**Task 1**:
Repeat word for word the stretch of the records below, from the line containing "Practice step: locate the pale" through the last line of the records, including both ends.

**Document passage**:
────────

On IBM z Systems, however, the corresponding instruction only accepts two operands as follows:

AR R2, R1

This instruction adds the value stored in register R1 with that in register R2 and then stores the result back to register R2. The instruction updates the 4-bit value condition code in the program status word (PSW) about the status of the operation and the overflow. There is no condition register on z Systems processors.

Note that the ARK and AGRK instructions on z Systems accept three operands when distinct operand facility is installed.

To ensure portability of the applications, code sections with inline assembly statements must be guarded with proper macros specific for z Systems. The list of all macros defined by IBM XL compiler can be acquired by compiling any piece of C codes with the –qshowmacros –P option. This emits all macro definitions to a preprocessed output.

Formation of an inline assembly statement

Inline assembly are statements embedded in C/C++ programs by the users to instruct the compiler to inline the specified assembler instructions into the generated codes. The major components of an inline assembly statement are as follows:

  • A keyword: asm, __asm, or __asm__ to mark the start of the assembly statement
  • An optional keyword volatile to inform the compiler of the volatileness of the assembly block
  • One or more assembler instructions, also called code-format-strings, to be inlined into the codes
  • An output operand list to display the output of the assembler instructions
  • An input operand list containing the input to the assembler instructions
  • An optional clobber list to inform the compiler about the registers, the condition code, and the memory affected by the assembler instructions

Figure 1 generalizes the major components of an inline assembly statement. You can find detailed information about the most major components in the later sections of this article.

────────

**Task 2**:
Reproduce word for word the stretch of the inline assembly passage above from "Note that the" through "a preprocessed output.".

────────

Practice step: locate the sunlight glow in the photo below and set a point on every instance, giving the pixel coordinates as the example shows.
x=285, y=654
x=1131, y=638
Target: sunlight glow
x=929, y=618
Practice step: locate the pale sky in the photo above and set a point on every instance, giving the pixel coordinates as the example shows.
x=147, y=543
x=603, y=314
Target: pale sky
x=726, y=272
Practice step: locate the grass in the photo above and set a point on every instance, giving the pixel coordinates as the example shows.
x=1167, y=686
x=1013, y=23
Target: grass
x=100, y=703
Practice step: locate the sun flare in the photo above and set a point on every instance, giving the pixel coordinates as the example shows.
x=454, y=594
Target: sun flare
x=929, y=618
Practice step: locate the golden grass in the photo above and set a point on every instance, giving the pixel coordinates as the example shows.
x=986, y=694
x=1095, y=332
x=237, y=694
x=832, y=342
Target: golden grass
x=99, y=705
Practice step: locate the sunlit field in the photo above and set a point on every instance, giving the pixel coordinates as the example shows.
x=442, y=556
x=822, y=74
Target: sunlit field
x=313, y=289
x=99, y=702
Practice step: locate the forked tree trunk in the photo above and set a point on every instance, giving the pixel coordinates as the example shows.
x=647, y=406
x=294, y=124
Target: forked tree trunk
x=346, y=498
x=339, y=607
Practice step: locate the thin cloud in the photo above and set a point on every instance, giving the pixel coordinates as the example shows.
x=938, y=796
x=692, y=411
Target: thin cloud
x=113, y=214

────────

**Correct answer 1**:
Practice step: locate the pale sky in the photo above and set a point on every instance, giving the pixel coordinates as the example shows.
x=147, y=543
x=603, y=314
Target: pale sky
x=726, y=272
Practice step: locate the grass in the photo above and set a point on every instance, giving the pixel coordinates as the example shows.
x=1167, y=686
x=1013, y=23
Target: grass
x=100, y=703
Practice step: locate the sun flare in the photo above and set a point on every instance, giving the pixel coordinates as the example shows.
x=454, y=594
Target: sun flare
x=929, y=618
Practice step: locate the golden grass in the photo above and set a point on every instance, giving the pixel coordinates as the example shows.
x=986, y=694
x=1095, y=332
x=237, y=694
x=832, y=342
Target: golden grass
x=99, y=705
Practice step: locate the sunlit field in the photo above and set a point on every instance, giving the pixel coordinates as the example shows.
x=442, y=556
x=822, y=74
Target: sunlit field
x=313, y=289
x=99, y=702
Practice step: locate the forked tree trunk in the photo above and set a point on every instance, giving the pixel coordinates as the example shows.
x=647, y=406
x=294, y=124
Target: forked tree trunk
x=346, y=498
x=339, y=607
Practice step: locate the thin cloud in the photo above and set a point on every instance, giving the pixel coordinates as the example shows.
x=938, y=796
x=692, y=411
Target: thin cloud
x=113, y=214

**Correct answer 2**:
Note that the ARK and AGRK instructions on z Systems accept three operands when distinct operand facility is installed.

To ensure portability of the applications, code sections with inline assembly statements must be guarded with proper macros specific for z Systems. The list of all macros defined by IBM XL compiler can be acquired by compiling any piece of C codes with the –qshowmacros –P option. This emits all macro definitions to a preprocessed output.